- Passage provided
The biggest difference between auto insurance. homeowners and the healthcare mandate is that auto insurance is state law while the health insurance mandate would be federal law and the issue is constitutional and the federal government's reach. The Supreme Court will almost definitely rule the federal mandate to buy health insurance is unconstitutional and beyond the power of congress to mandate while state mandates for auto liability insurance or homeowners liability are within states rights.
"remember that had Obama not sold out the public option to healthcare industry lobbyists there wouldn't be a debate in front of the Supreme Court at all."
You can hardly overstate this fact or repeat it often enough.
To the constitutionality of a mandate, I'm not sure insurance is unique. We are mandated to pay for other people’s children to go to school. (Though I’m a proponent of public education, it's still a mandate.) We are mandated pay for wars on behalf of Xenophobic sexists in other countries. We are mandated to pay for 535 half-assed idjits to have much better health insurance than we will ever have.
tdraicer: It is hard for me to agree that Obama sold out the Public Option since it seems obvious to me he never had any intention of pursuing one. It was just a diversionary tactic to keep single payer off the table, and once it had achieved that goal, he abandoned it as he always intended to.

- Provided data
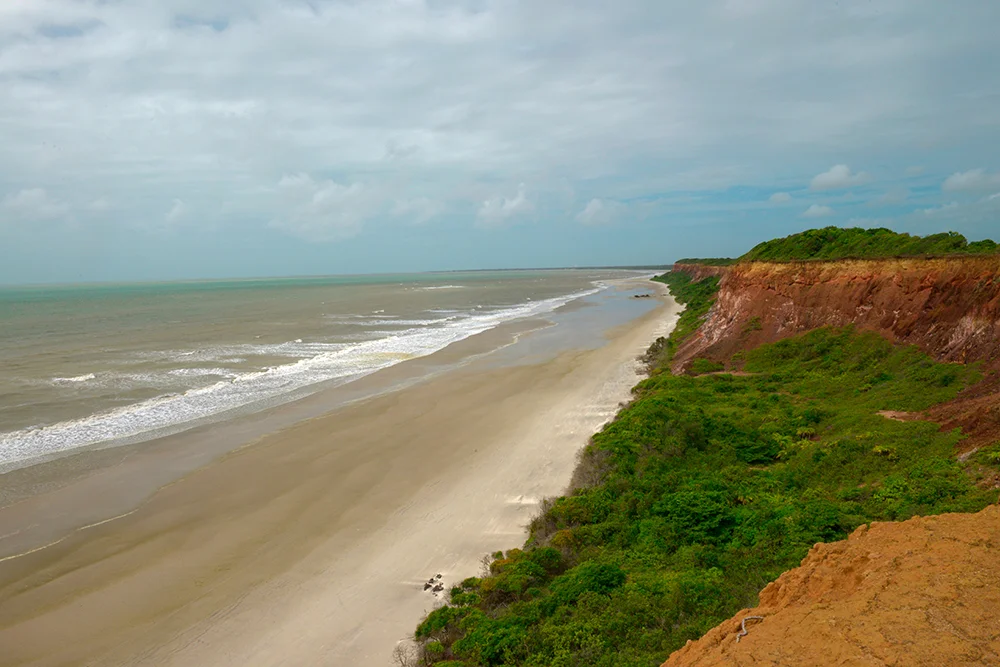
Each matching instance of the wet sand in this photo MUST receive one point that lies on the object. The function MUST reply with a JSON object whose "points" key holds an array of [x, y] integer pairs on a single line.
{"points": [[312, 546]]}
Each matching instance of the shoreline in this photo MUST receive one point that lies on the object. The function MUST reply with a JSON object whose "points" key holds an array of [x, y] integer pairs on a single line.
{"points": [[312, 544]]}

- Exercise instructions
From the comments on the health insurance mandate, pull out the portion that begins at the words "To the constitutionality" and stops after the words "always intended to.". The listing has no connection to the comments on the health insurance mandate.

- Result below
To the constitutionality of a mandate, I'm not sure insurance is unique. We are mandated to pay for other people’s children to go to school. (Though I’m a proponent of public education, it's still a mandate.) We are mandated pay for wars on behalf of Xenophobic sexists in other countries. We are mandated to pay for 535 half-assed idjits to have much better health insurance than we will ever have.
tdraicer: It is hard for me to agree that Obama sold out the Public Option since it seems obvious to me he never had any intention of pursuing one. It was just a diversionary tactic to keep single payer off the table, and once it had achieved that goal, he abandoned it as he always intended to.